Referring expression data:
_ _ _ _ _ _ _
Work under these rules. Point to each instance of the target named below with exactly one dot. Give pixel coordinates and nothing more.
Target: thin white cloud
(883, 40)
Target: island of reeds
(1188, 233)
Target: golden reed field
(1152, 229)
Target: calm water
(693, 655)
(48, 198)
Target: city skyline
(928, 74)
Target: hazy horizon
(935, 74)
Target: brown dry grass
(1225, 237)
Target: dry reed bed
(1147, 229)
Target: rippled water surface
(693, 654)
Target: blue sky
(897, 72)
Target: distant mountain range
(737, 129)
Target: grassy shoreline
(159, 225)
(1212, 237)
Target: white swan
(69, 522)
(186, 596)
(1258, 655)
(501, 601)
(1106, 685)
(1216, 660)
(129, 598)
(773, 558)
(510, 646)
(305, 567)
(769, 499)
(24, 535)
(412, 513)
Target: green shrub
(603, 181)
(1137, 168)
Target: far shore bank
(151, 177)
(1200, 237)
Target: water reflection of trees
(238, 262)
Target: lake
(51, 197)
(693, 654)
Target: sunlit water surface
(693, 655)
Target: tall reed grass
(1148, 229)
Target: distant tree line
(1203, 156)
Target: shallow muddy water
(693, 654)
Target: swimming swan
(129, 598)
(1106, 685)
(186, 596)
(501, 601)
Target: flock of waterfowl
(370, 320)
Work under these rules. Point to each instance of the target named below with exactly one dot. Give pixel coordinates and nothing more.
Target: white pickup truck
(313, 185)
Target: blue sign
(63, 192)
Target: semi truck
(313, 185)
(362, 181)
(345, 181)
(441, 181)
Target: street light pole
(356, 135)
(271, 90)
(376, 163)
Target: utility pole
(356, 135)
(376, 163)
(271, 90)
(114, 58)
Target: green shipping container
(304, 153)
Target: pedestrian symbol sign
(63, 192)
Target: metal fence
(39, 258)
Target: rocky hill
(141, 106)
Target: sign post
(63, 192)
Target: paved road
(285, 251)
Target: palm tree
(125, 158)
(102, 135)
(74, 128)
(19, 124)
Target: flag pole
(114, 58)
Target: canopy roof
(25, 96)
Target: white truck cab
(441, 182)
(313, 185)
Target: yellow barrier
_ _ _ _ _ _ _
# Directions for this task
From the line that contains "Target: city skyline" through the final line of the entries above, every line must be reproduced exactly and nothing more.

# Written reply
Target: city skyline
(928, 74)
Target: hazy horizon
(935, 74)
Target: brown dry grass
(1225, 237)
Target: dry reed bed
(1147, 229)
Target: rippled water surface
(693, 654)
Target: blue sky
(897, 72)
Target: distant mountain range
(737, 129)
Target: grassy shoreline
(159, 225)
(1212, 237)
Target: white swan
(69, 522)
(186, 596)
(1258, 655)
(501, 601)
(1106, 685)
(1216, 660)
(129, 598)
(773, 558)
(510, 646)
(305, 567)
(769, 499)
(24, 535)
(412, 513)
Target: green shrub
(603, 181)
(1137, 168)
Target: far shore bank
(151, 177)
(1200, 237)
Target: water reflection of trees
(238, 262)
Target: lake
(51, 197)
(693, 654)
Target: sunlit water surface
(693, 655)
Target: tall reed grass
(1148, 229)
Target: distant tree line
(1203, 156)
Target: shallow muddy water
(693, 654)
Target: swimming swan
(129, 598)
(1106, 685)
(186, 596)
(501, 601)
Target: flock of waterfowl
(370, 320)
Work under these rules. Point to each instance of the target named below with exactly one dot. Give pixel coordinates and nothing more.
Target: white pickup truck
(313, 185)
Target: blue sign
(63, 192)
Target: semi truck
(313, 185)
(362, 181)
(345, 181)
(441, 181)
Target: street light pole
(356, 135)
(271, 90)
(376, 163)
Target: utility pole
(356, 135)
(376, 163)
(271, 90)
(114, 58)
Target: green shipping container
(304, 153)
Target: pedestrian symbol sign
(63, 192)
Target: metal fence
(39, 258)
Target: rocky hill
(141, 106)
Target: sign post
(63, 192)
Target: paved road
(285, 251)
Target: palm tree
(125, 158)
(102, 135)
(74, 128)
(19, 124)
Target: flag pole
(114, 58)
Target: canopy roof
(25, 96)
Target: white truck cab
(441, 182)
(313, 185)
Target: yellow barrier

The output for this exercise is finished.